### Requirement
The answer must reproduce every record exactly, with all pictures omitted.
++++++++++
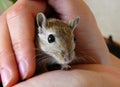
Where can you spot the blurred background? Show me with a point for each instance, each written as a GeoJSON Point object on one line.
{"type": "Point", "coordinates": [107, 13]}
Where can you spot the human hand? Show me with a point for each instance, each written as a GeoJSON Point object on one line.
{"type": "Point", "coordinates": [90, 45]}
{"type": "Point", "coordinates": [17, 52]}
{"type": "Point", "coordinates": [87, 75]}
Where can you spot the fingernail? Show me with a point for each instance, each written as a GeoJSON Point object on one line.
{"type": "Point", "coordinates": [6, 77]}
{"type": "Point", "coordinates": [23, 69]}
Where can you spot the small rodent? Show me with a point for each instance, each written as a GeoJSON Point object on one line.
{"type": "Point", "coordinates": [56, 40]}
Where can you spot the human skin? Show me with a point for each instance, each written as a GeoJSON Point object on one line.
{"type": "Point", "coordinates": [89, 42]}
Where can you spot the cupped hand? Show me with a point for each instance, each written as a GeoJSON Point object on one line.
{"type": "Point", "coordinates": [17, 52]}
{"type": "Point", "coordinates": [90, 45]}
{"type": "Point", "coordinates": [87, 75]}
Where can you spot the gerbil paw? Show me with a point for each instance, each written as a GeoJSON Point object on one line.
{"type": "Point", "coordinates": [65, 67]}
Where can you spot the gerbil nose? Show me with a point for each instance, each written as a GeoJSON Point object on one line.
{"type": "Point", "coordinates": [65, 54]}
{"type": "Point", "coordinates": [67, 59]}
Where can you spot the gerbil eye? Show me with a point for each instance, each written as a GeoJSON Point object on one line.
{"type": "Point", "coordinates": [51, 38]}
{"type": "Point", "coordinates": [74, 39]}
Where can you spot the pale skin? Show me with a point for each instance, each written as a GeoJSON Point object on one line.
{"type": "Point", "coordinates": [17, 41]}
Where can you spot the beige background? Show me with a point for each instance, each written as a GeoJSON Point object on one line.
{"type": "Point", "coordinates": [107, 13]}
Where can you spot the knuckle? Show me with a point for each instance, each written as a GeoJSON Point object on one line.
{"type": "Point", "coordinates": [17, 45]}
{"type": "Point", "coordinates": [5, 53]}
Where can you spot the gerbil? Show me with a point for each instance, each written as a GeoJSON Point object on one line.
{"type": "Point", "coordinates": [56, 40]}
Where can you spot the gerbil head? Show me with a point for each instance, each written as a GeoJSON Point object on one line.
{"type": "Point", "coordinates": [56, 38]}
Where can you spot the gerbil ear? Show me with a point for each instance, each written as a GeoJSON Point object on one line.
{"type": "Point", "coordinates": [41, 20]}
{"type": "Point", "coordinates": [74, 23]}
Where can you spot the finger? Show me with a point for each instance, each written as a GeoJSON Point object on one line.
{"type": "Point", "coordinates": [8, 67]}
{"type": "Point", "coordinates": [73, 78]}
{"type": "Point", "coordinates": [21, 28]}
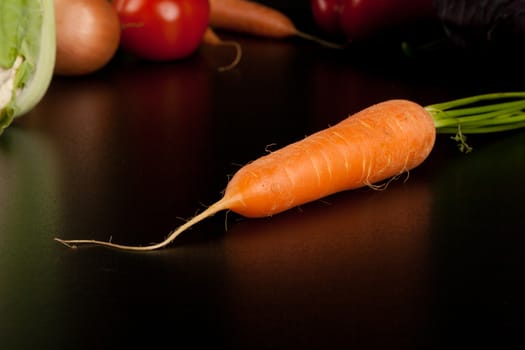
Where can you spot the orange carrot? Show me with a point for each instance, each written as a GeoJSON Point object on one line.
{"type": "Point", "coordinates": [380, 142]}
{"type": "Point", "coordinates": [211, 38]}
{"type": "Point", "coordinates": [250, 17]}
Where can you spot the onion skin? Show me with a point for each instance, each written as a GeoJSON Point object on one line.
{"type": "Point", "coordinates": [88, 35]}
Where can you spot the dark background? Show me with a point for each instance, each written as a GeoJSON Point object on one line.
{"type": "Point", "coordinates": [435, 261]}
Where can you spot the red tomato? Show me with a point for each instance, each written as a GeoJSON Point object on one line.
{"type": "Point", "coordinates": [162, 30]}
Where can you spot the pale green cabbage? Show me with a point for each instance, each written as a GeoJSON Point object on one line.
{"type": "Point", "coordinates": [27, 55]}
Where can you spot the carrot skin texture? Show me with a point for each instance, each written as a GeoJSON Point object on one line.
{"type": "Point", "coordinates": [375, 144]}
{"type": "Point", "coordinates": [250, 17]}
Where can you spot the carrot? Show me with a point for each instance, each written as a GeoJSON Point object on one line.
{"type": "Point", "coordinates": [211, 38]}
{"type": "Point", "coordinates": [378, 143]}
{"type": "Point", "coordinates": [253, 18]}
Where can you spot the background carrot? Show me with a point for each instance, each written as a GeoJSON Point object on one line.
{"type": "Point", "coordinates": [375, 144]}
{"type": "Point", "coordinates": [249, 17]}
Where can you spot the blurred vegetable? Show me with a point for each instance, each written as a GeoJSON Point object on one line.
{"type": "Point", "coordinates": [254, 18]}
{"type": "Point", "coordinates": [88, 33]}
{"type": "Point", "coordinates": [27, 55]}
{"type": "Point", "coordinates": [358, 20]}
{"type": "Point", "coordinates": [162, 30]}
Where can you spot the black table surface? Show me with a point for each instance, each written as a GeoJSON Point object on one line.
{"type": "Point", "coordinates": [130, 152]}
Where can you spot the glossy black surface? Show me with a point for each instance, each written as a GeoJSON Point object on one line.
{"type": "Point", "coordinates": [433, 261]}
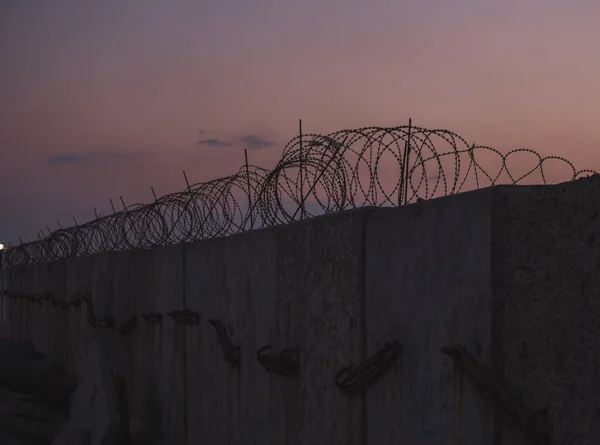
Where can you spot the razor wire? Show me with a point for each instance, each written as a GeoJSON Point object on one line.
{"type": "Point", "coordinates": [316, 174]}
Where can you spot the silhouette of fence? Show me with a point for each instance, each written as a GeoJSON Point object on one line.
{"type": "Point", "coordinates": [316, 174]}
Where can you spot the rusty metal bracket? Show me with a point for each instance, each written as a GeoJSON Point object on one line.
{"type": "Point", "coordinates": [185, 316]}
{"type": "Point", "coordinates": [283, 363]}
{"type": "Point", "coordinates": [152, 317]}
{"type": "Point", "coordinates": [128, 327]}
{"type": "Point", "coordinates": [363, 376]}
{"type": "Point", "coordinates": [514, 415]}
{"type": "Point", "coordinates": [231, 353]}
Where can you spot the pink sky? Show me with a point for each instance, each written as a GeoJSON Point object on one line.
{"type": "Point", "coordinates": [122, 86]}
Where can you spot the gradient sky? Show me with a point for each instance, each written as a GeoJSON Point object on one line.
{"type": "Point", "coordinates": [105, 98]}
++++++++++
### Response for this exercise
Where can you spot the blurred background? Show me with a point for each instance, each written as a GeoJSON Point object on one line.
{"type": "Point", "coordinates": [107, 13]}
Where can you spot the human hand? Show me with a point for each instance, each written as a GeoJSON Point object on one line.
{"type": "Point", "coordinates": [90, 45]}
{"type": "Point", "coordinates": [17, 52]}
{"type": "Point", "coordinates": [87, 75]}
Where can you spot the fingernail? Show me with a point for each instance, each written as a GeoJSON Point object on one line.
{"type": "Point", "coordinates": [6, 77]}
{"type": "Point", "coordinates": [23, 69]}
Where can you spot the small rodent? Show me with a point for each instance, each written as a GeoJSON Point object on one line.
{"type": "Point", "coordinates": [56, 40]}
Where can you spot the human skin? Show me with a point for each instance, each written as a GeoJSON Point object on one line.
{"type": "Point", "coordinates": [89, 42]}
Where can you spot the cupped hand? Show me with a point for each instance, each written as a GeoJSON Point object on one line.
{"type": "Point", "coordinates": [17, 52]}
{"type": "Point", "coordinates": [90, 45]}
{"type": "Point", "coordinates": [87, 75]}
Where can you spot the gerbil paw? Show me with a point for each instance, each written as a GeoJSON Point object on one line.
{"type": "Point", "coordinates": [65, 67]}
Where can you spot the gerbil nose? Show me with a point for each instance, each written as a GeoJSON Point object on one line.
{"type": "Point", "coordinates": [65, 54]}
{"type": "Point", "coordinates": [67, 59]}
Where can you spot the gerbil eye? Show me with a point for each instance, each written as a GeoJSON Point object on one line.
{"type": "Point", "coordinates": [51, 38]}
{"type": "Point", "coordinates": [74, 39]}
Where can you spot the pale skin? Show me with a point for each instance, each written as a GeoJSON Point object on one line.
{"type": "Point", "coordinates": [17, 41]}
Where can you spot the beige background? Show me with a point for each instance, each written as a GeoJSON Point object on one line.
{"type": "Point", "coordinates": [107, 13]}
Where can you spot the knuckle? Show me with a point for each instance, each written as a GeoJSON Point object on one line.
{"type": "Point", "coordinates": [17, 45]}
{"type": "Point", "coordinates": [5, 53]}
Where can you spot the gerbil? Show me with a point for each instance, each written as a GeoJSON Point object on one line.
{"type": "Point", "coordinates": [56, 40]}
Where can you spot the gerbil head? Show me with a point for each instance, each written as a GeoJSON Point object on one line.
{"type": "Point", "coordinates": [56, 38]}
Where can you spot the gerbil ear? Show me with a point for each instance, each written as a GeoJSON Point object on one line.
{"type": "Point", "coordinates": [41, 20]}
{"type": "Point", "coordinates": [74, 23]}
Where can you spot the finger? Show me with a point for each instance, each written as a GeoJSON Point object on one line.
{"type": "Point", "coordinates": [8, 67]}
{"type": "Point", "coordinates": [73, 78]}
{"type": "Point", "coordinates": [21, 28]}
Where can you spot the orange carrot? Show me with a point for each instance, each written as a GeoJSON Point object on one line.
{"type": "Point", "coordinates": [380, 142]}
{"type": "Point", "coordinates": [211, 38]}
{"type": "Point", "coordinates": [250, 17]}
Where can you spot the onion skin? Show me with a point for each instance, each written as a GeoJSON Point object on one line.
{"type": "Point", "coordinates": [88, 35]}
Where can you spot the dark background? Show me with a point for each instance, each written as a GeoJSON Point object on one line.
{"type": "Point", "coordinates": [435, 261]}
Where can you spot the red tomato? Show me with a point for each instance, each written as a GeoJSON Point object on one line.
{"type": "Point", "coordinates": [162, 30]}
Where can you spot the pale green cabbage? Show me with a point for each instance, each written as a GeoJSON Point object on one line.
{"type": "Point", "coordinates": [27, 55]}
Where can you spot the carrot skin texture? Show me with a point for each instance, each written as a GeoJSON Point object on one line.
{"type": "Point", "coordinates": [375, 144]}
{"type": "Point", "coordinates": [250, 17]}
Where can you spot the carrot? Show me with a point for each instance, each written as a GeoJSON Point object on one line.
{"type": "Point", "coordinates": [211, 38]}
{"type": "Point", "coordinates": [378, 143]}
{"type": "Point", "coordinates": [253, 18]}
Where can you spot the background carrot? Show me with a point for each instance, each written as a GeoJSON Point object on one line.
{"type": "Point", "coordinates": [375, 144]}
{"type": "Point", "coordinates": [249, 17]}
Where can you spot the blurred vegetable? Show me with a point for each instance, each written as a GeoJSON Point object on one line.
{"type": "Point", "coordinates": [254, 18]}
{"type": "Point", "coordinates": [88, 33]}
{"type": "Point", "coordinates": [27, 55]}
{"type": "Point", "coordinates": [358, 20]}
{"type": "Point", "coordinates": [162, 30]}
Where can you spot the black table surface? Show me with a point for each instance, each written as a GeoJSON Point object on one line.
{"type": "Point", "coordinates": [130, 152]}
Where can you spot the glossy black surface? Show me with a point for each instance, each written as a GeoJSON Point object on one line.
{"type": "Point", "coordinates": [433, 261]}
Where can you spot the razor wire? Show me with a point for each instance, each written as a GeoJSON Point object on one line.
{"type": "Point", "coordinates": [316, 174]}
Where can you spot the silhouette of fence? Show me with a point for each instance, each written as a GeoJSON Point object on one line.
{"type": "Point", "coordinates": [316, 174]}
Where can you spot the rusty metal bracket? Show me with a point for each instance, each written as a GeoJSON Point object on one line.
{"type": "Point", "coordinates": [185, 316]}
{"type": "Point", "coordinates": [283, 363]}
{"type": "Point", "coordinates": [152, 317]}
{"type": "Point", "coordinates": [128, 327]}
{"type": "Point", "coordinates": [363, 376]}
{"type": "Point", "coordinates": [514, 415]}
{"type": "Point", "coordinates": [231, 353]}
Where can you spot the pink sky? Show me with a point for each instance, each written as a GeoJSON Point object on one line.
{"type": "Point", "coordinates": [122, 86]}
Where can you spot the gradient sky? Show me with a point for each instance, each written as a GeoJSON Point object on one line.
{"type": "Point", "coordinates": [105, 98]}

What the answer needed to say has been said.